Echocardiographic findings in cancer-associated non-bacterial thrombotic endocarditis. Clinical series of 111 patients from single institution

Eur Heart J Cardiovasc Imaging. 2024 Apr 25:jeae112. doi: 10.1093/ehjci/jeae112. Online ahead of print.

Abstract

Aims: Echocardiographic assessment of cancer-associated non-bacterial thrombotic endocarditis (Ca-NBTE) is limited to cases reports and small clinical series. Identifying heart valves abnormalities and its relation to embolic complications and cancer types.

(Stored data entries)
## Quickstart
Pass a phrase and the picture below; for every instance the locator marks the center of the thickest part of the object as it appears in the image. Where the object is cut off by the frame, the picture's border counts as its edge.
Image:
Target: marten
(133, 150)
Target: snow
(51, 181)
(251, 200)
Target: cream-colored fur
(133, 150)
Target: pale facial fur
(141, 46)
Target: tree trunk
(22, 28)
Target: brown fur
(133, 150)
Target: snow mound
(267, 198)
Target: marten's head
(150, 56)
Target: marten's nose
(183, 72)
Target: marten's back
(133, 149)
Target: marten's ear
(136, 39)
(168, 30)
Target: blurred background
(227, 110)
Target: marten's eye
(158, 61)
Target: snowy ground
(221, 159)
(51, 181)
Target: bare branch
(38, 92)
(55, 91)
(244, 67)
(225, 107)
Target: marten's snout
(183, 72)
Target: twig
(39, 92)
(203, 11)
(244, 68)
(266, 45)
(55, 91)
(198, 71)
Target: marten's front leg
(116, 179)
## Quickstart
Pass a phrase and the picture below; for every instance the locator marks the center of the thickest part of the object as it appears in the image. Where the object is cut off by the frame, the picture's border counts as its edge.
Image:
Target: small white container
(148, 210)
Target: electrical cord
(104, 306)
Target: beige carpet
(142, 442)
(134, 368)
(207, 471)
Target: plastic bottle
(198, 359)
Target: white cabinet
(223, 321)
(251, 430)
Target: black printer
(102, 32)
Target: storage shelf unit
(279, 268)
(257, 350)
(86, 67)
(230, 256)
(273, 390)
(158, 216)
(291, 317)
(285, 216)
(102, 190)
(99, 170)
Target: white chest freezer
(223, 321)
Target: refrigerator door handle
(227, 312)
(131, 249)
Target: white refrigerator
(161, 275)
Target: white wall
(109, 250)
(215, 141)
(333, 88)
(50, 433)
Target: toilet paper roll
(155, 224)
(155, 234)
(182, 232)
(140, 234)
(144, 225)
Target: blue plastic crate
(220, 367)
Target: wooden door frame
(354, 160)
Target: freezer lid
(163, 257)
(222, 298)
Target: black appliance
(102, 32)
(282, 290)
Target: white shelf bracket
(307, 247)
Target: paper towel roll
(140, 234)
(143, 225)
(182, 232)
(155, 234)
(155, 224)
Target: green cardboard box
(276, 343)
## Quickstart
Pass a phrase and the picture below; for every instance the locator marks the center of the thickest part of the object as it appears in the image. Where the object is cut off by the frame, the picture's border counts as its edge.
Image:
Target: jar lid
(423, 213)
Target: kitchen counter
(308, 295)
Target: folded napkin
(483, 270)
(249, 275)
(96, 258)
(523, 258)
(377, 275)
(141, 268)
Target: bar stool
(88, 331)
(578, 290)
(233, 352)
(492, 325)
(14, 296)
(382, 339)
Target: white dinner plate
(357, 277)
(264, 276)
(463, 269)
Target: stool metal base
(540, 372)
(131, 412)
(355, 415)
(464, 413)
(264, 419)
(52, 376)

» **TASK STATEMENT**: Please restate the endocarditis abstract starting with "Aims: Echocardiographic assessment" and going on through "and cancer types.", renaming "heart valves" as "cardiac valves". None of this data relates to the endocarditis abstract.

» **SOLUTION**:
Aims: Echocardiographic assessment of cancer-associated non-bacterial thrombotic endocarditis (Ca-NBTE) is limited to cases reports and small clinical series. Identifying cardiac valves abnormalities and its relation to embolic complications and cancer types.